(Dataset items)

= = = = =

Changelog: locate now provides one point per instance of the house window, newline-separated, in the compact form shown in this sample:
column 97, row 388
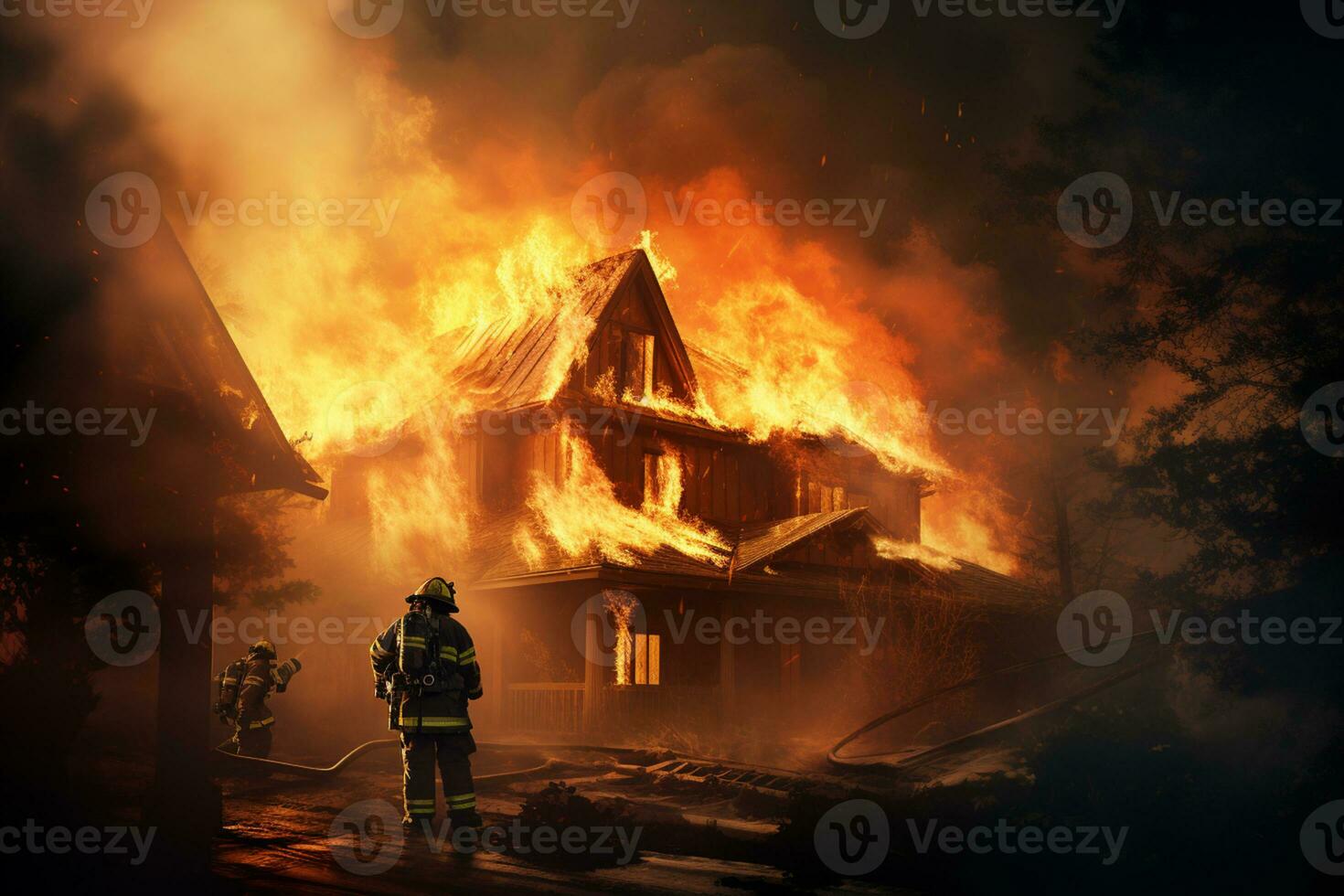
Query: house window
column 638, row 364
column 648, row 658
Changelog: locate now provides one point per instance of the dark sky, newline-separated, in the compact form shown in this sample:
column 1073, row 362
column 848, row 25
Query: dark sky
column 964, row 128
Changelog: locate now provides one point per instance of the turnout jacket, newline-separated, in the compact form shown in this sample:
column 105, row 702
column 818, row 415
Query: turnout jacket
column 440, row 710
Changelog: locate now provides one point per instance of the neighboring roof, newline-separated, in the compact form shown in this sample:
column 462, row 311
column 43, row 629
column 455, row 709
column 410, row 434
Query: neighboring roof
column 499, row 563
column 186, row 346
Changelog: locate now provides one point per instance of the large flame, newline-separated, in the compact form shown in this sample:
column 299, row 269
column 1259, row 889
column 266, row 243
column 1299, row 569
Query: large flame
column 582, row 516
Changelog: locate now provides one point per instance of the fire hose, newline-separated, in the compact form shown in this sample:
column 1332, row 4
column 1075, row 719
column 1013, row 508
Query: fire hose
column 388, row 743
column 897, row 758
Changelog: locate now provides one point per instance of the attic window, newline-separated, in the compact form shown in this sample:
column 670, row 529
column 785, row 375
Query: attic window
column 638, row 364
column 651, row 477
column 648, row 660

= = = = =

Objective -> Render every one of the dataset items lines above as a JSON list of strings, one string per line, with blank lines skipped. Omit the pictures from the list.

Written answer ->
[
  "Changelog: locate now provides one point per instance of the house window, newline-separated, in the compact form shown in this sample:",
  "column 97, row 388",
  "Query: house window",
  "column 638, row 364",
  "column 648, row 658",
  "Changelog: locate now provides one point per instance of the dark sky, newline-separated, in the compact form shown in this sample:",
  "column 1073, row 362",
  "column 848, row 25",
  "Query: dark sky",
  "column 964, row 128",
  "Changelog: locate now provides one point per instance of the turnout jacket, newline-separated, in the compact form shown in this sample:",
  "column 105, row 702",
  "column 818, row 415",
  "Query: turnout jacket",
  "column 440, row 710",
  "Changelog: locate now provides one point per instance of the neighboring roof, newline-separated, in the compact form shown in this sample:",
  "column 462, row 311",
  "column 43, row 629",
  "column 455, row 709",
  "column 410, row 434",
  "Query: neighboring roof",
  "column 499, row 563",
  "column 186, row 346",
  "Changelog: locate now provides one point per instance of the large flame, newline-separated, in the compact form shown in this sample:",
  "column 299, row 269",
  "column 1259, row 889",
  "column 266, row 243",
  "column 1299, row 569",
  "Query: large flame",
  "column 582, row 516",
  "Changelog: locate now provides one point per instance of the fire hose, newline-separated, in the compact form shown in this sample:",
  "column 1332, row 4",
  "column 1075, row 719",
  "column 1013, row 508",
  "Query: fire hose",
  "column 388, row 743",
  "column 897, row 758",
  "Changelog: locate now provides one point per instance of the attic window, newline-separated, in the compact form shown in this sample:",
  "column 670, row 529",
  "column 785, row 375",
  "Query: attic window",
  "column 638, row 364",
  "column 651, row 477",
  "column 648, row 660"
]